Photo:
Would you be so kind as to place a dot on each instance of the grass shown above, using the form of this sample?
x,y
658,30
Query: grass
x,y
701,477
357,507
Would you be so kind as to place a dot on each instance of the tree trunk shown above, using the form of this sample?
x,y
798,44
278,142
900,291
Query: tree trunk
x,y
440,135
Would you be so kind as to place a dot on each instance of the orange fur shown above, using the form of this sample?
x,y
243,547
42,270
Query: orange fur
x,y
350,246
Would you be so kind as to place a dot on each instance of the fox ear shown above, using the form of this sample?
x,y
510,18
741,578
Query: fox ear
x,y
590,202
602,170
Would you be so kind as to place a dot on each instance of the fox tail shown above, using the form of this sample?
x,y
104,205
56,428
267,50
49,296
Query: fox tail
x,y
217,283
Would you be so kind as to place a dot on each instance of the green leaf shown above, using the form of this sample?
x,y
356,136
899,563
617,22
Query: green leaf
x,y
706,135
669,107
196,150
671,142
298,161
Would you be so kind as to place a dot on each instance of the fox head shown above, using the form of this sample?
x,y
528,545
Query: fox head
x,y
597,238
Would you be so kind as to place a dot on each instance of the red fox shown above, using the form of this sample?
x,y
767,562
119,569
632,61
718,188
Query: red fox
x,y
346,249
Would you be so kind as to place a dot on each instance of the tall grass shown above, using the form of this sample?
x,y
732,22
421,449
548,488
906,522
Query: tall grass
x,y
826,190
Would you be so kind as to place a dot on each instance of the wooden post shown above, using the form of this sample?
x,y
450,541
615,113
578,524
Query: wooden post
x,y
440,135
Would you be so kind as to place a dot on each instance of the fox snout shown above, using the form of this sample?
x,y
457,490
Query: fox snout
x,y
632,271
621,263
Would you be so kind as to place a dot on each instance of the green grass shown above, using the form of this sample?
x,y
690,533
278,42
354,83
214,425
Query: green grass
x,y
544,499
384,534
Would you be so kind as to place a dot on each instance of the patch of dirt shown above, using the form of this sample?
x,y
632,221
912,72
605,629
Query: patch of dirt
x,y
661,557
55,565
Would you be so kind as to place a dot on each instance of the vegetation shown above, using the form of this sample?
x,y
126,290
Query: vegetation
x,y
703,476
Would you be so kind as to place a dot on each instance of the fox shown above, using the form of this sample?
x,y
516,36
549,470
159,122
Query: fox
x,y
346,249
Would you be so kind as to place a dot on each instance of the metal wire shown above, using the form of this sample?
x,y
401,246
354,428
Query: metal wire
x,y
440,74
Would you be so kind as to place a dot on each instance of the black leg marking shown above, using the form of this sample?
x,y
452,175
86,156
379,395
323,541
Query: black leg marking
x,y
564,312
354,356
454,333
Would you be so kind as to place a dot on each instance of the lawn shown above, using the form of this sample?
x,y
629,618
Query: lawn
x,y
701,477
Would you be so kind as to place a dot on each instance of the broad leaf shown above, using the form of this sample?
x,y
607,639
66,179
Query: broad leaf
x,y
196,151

• • •

» **Task**
Return exactly what appears in the records from the line with "Query: lawn" through the final line, and nothing else.

» **Solved problem**
Query: lawn
x,y
701,477
Would you be so kind as to place a dot on each instance of the broad leaf shown above, using the form of this sample?
x,y
607,639
66,179
Query: broad leaf
x,y
196,151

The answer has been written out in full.